- Records supplied:
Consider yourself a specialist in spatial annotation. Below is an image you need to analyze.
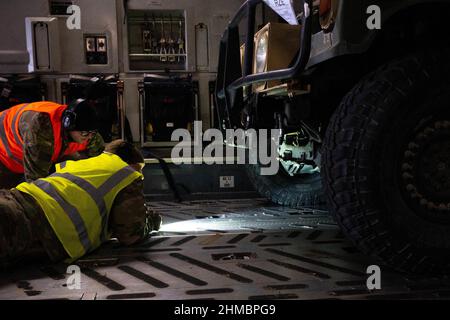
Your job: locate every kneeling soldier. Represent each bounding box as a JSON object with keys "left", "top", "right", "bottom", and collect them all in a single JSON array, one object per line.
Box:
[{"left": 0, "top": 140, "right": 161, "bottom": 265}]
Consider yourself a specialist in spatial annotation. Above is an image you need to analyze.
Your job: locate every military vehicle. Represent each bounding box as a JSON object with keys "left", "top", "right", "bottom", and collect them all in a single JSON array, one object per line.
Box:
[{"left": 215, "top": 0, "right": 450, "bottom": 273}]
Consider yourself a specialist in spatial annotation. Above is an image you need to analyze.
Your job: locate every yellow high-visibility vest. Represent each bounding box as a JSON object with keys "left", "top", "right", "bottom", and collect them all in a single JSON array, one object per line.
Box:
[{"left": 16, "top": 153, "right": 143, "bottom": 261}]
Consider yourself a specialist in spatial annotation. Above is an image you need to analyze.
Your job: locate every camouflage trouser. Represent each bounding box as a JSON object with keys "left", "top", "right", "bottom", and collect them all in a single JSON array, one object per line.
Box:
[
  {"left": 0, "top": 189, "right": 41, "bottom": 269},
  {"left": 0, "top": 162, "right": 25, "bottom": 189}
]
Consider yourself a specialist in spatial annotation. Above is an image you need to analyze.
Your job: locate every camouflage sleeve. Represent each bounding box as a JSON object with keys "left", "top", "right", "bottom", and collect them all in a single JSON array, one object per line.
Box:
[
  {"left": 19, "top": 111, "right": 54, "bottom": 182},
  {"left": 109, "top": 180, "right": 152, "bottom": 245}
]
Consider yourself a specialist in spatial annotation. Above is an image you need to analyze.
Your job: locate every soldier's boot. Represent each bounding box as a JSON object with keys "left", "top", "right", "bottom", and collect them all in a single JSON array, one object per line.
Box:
...
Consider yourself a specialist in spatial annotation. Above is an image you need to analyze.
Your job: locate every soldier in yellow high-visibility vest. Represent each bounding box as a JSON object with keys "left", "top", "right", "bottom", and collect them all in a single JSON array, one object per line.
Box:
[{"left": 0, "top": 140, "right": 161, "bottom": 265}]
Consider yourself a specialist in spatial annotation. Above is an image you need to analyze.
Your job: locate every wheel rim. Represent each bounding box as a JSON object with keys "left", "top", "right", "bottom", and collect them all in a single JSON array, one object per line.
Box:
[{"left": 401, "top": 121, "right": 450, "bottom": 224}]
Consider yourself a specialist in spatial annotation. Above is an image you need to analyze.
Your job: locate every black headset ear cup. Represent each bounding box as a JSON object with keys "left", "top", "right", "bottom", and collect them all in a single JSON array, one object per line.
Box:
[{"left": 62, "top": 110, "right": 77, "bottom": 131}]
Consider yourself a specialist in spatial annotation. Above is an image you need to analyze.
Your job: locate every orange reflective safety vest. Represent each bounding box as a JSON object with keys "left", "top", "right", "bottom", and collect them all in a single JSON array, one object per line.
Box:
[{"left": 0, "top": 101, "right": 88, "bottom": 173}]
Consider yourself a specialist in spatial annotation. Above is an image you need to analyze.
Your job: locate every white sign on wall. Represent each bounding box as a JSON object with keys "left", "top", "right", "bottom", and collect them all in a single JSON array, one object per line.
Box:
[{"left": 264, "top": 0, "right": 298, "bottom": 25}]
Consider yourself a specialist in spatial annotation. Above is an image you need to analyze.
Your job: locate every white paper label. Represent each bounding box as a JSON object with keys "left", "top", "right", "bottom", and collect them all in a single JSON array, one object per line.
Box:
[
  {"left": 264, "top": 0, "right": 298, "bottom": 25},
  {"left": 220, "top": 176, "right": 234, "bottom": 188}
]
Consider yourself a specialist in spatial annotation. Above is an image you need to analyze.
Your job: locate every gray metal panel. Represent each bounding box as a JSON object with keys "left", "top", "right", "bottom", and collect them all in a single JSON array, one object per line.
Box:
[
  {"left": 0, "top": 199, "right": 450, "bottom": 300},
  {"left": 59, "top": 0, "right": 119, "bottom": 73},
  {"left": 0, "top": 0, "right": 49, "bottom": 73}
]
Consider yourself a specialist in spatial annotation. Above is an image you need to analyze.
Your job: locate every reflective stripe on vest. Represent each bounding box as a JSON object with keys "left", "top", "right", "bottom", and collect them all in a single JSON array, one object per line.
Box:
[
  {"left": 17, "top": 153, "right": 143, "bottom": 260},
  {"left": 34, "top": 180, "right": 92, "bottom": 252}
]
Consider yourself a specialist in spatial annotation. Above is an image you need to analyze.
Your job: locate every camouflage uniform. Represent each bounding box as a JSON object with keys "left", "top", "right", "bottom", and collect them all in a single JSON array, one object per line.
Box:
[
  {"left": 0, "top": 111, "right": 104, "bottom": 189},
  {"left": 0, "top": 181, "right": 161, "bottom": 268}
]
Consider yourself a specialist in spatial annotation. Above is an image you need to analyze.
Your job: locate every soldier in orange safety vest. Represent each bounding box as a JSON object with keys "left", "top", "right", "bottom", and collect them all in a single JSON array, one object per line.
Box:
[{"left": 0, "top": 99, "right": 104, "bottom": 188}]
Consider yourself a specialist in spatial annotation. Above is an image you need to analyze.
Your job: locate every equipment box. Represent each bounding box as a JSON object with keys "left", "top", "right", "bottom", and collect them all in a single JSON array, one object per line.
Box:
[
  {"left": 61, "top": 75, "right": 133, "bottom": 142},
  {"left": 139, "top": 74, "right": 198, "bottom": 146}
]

- Your goal: Return every line above that contains the word "soldier".

- Reply to the task:
Your job: locate every kneeling soldier. Represent each bounding box as a JSON object with keys "left", "top", "right", "bottom", and collect them all in a single JSON array, one object per line.
Your job: locate every soldier's boot. Represent each bounding box as a JSON object with keys "left", "top", "right", "bottom", and collect them all in a single JSON array, one object per line.
Your job: locate every soldier in yellow high-visibility vest. Represent each bounding box as a JSON object with keys "left", "top", "right", "bottom", and collect them all in a single JSON array, one object per line.
Your job: locate every soldier in orange safety vest. Represent each bounding box as a JSON object with keys "left", "top", "right", "bottom", and collect them all in a single JSON array, one object per line.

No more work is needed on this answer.